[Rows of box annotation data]
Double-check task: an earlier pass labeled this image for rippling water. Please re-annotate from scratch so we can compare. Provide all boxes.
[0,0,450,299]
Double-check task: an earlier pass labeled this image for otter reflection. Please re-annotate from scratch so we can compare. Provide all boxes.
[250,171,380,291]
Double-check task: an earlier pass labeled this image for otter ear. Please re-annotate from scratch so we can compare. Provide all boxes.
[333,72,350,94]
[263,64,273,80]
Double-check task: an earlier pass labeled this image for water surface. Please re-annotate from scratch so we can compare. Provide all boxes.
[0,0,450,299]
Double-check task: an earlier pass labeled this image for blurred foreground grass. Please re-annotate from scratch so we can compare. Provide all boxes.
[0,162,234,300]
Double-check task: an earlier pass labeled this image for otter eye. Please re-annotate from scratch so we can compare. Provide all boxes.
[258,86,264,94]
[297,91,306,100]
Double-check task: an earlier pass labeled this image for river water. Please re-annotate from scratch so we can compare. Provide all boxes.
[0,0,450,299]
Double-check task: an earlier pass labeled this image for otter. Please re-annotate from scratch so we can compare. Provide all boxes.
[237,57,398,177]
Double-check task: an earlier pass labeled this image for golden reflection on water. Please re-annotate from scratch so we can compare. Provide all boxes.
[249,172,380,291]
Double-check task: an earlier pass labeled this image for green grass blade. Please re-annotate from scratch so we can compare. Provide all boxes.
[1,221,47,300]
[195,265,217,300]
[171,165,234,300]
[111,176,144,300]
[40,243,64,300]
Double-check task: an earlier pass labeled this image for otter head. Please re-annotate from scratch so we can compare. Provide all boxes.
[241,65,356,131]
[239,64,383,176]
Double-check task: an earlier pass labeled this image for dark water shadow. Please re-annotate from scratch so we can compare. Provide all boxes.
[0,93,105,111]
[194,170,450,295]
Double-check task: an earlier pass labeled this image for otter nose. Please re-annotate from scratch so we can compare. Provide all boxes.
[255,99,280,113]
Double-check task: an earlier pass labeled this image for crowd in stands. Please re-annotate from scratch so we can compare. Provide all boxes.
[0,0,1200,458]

**Task to carry out:** Please return every line of the data above verbatim.

**Task solution:**
Double-check task: an earlier pass labeled this image for rippling water. Please re-annotate from scratch so we can compare. Provide all boxes.
[0,0,450,299]
Double-check task: an earlier pass labeled this image for otter reflection. Please re-annotate from scratch so we can compare. Provide all boxes.
[250,171,380,291]
Double-check task: an earlier pass labeled this image for otter ear. Please re-annotate from scratch so we can compare. Provide all boxes.
[333,72,350,94]
[263,64,273,80]
Double-check task: an earlier pass labeled this image for water surface. Please re-annotate from scratch so we can compare. Provide all boxes.
[0,0,450,299]
Double-check task: an earlier pass labeled this image for blurred foreground grass. Please re-annotate from scratch so we can compare. Provide all boxes.
[0,162,234,300]
Double-check task: an earlier pass labeled this image for otter eye. Please re-annotate from scratch so we can compare. Provide all boxes.
[258,86,264,94]
[297,91,306,100]
Double-check task: an earlier pass labeled this image for river water. Please re-annotate from scratch so we can compare. Provide all boxes.
[0,0,450,299]
Double-check task: an earlier pass labeled this image for otter. Please re-annotate from scratch so we can compare. Provide all boxes.
[237,57,398,177]
Double-check task: an earlier pass labeled this image for golden reflection on water. Please re-annotate from scratch so we can compare. Provide all boxes.
[249,172,380,291]
Double-check task: an earlier pass labeled this image for green grass blade. Please re-annotate from scratch so we can compare. Provide all boxes.
[1,221,47,300]
[195,265,217,300]
[171,165,234,300]
[111,176,144,300]
[40,243,64,300]
Double-check task: an earlier pass labeled this image for otter head. Please re-annotate from scratch so we can compare. Provide all boxes.
[241,65,356,131]
[239,64,383,176]
Double-check task: an earlier pass labeled this image for dark water shadow. Please re-annotate from scratch so we can compare. Provide all boxes.
[0,93,105,111]
[194,170,450,295]
Double-check task: an earlier pass labeled this image for otter nose. Please re-annotate from scratch so we can compare. Provide all boxes.
[255,99,280,113]
Double-check task: an earlier pass labeled this image for crowd in stands. Please re-annotate from scratch so we can compare. Provide all boxes.
[0,0,1200,458]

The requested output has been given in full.